§ What to do: Copy the passage below on the New York Times and public employee unions word for word, from start to finish.

§ Excerpted passage:
I was pleasantly astonished to see the paper, which has pilloried various Republicans for saying pretty much this, declare, "To point out these alarming facts is not to be anti-union, or anti-worker." Well, all right. This struck me as a moment of unusual lucidity on the part of the Times.

Yet, in the very next sentence, the NYT was insisting, "In recent weeks, Republican politicians in the Midwest have distorted what should be a serious discussion about state employees' benefits, cynically using it as a pretext to crush unions." (Not sure that I believe that curtailing the right of unions to negotiate over benefits is tantamount to "crushing" them, but whatevs.)

So, let me make sure I have this. Serious people recognize that our institutions and policymakers have brought us to an untenable pass. Serious people see a need for union concessions and more responsible stewardship from public officials. But--and here's where I get confused--only unserious people advocate structural changes that curb the temptation for policymakers to lavish goodies on public employee unions? The NYT can't even envision the possibility that serious people might think that alarming facts require painful, wrenching measures to alter the status quo?

§ Material provided:

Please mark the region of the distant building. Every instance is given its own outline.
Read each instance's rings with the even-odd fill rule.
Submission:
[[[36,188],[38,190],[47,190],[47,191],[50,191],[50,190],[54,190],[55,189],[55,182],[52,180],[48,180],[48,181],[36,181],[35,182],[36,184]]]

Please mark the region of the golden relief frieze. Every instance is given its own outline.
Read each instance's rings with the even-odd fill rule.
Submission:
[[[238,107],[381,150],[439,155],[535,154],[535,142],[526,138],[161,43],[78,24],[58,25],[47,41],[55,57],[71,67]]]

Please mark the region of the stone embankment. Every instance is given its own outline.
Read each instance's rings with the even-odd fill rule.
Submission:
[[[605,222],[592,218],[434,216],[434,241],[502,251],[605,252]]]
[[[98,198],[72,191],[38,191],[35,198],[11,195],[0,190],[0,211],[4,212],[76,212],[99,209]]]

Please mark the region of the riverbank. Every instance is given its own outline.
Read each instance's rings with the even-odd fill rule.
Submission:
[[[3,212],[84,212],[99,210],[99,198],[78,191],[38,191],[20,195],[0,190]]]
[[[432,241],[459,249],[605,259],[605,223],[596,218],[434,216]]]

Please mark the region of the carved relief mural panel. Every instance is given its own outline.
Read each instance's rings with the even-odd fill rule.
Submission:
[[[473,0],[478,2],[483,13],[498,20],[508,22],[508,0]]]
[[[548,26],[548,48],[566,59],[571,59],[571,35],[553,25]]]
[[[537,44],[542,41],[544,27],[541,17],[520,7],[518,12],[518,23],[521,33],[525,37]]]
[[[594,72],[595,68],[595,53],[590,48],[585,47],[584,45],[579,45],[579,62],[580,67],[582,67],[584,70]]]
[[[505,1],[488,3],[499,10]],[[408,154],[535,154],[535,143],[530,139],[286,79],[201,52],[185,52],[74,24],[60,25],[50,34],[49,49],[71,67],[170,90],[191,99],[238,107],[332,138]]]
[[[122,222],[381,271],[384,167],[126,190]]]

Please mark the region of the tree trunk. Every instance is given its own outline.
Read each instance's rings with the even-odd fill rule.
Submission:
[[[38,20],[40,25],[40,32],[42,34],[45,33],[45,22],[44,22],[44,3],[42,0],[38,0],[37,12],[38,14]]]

§ Written response:
I was pleasantly astonished to see the paper, which has pilloried various Republicans for saying pretty much this, declare, "To point out these alarming facts is not to be anti-union, or anti-worker." Well, all right. This struck me as a moment of unusual lucidity on the part of the Times.

Yet, in the very next sentence, the NYT was insisting, "In recent weeks, Republican politicians in the Midwest have distorted what should be a serious discussion about state employees' benefits, cynically using it as a pretext to crush unions." (Not sure that I believe that curtailing the right of unions to negotiate over benefits is tantamount to "crushing" them, but whatevs.)

So, let me make sure I have this. Serious people recognize that our institutions and policymakers have brought us to an untenable pass. Serious people see a need for union concessions and more responsible stewardship from public officials. But--and here's where I get confused--only unserious people advocate structural changes that curb the temptation for policymakers to lavish goodies on public employee unions? The NYT can't even envision the possibility that serious people might think that alarming facts require painful, wrenching measures to alter the status quo?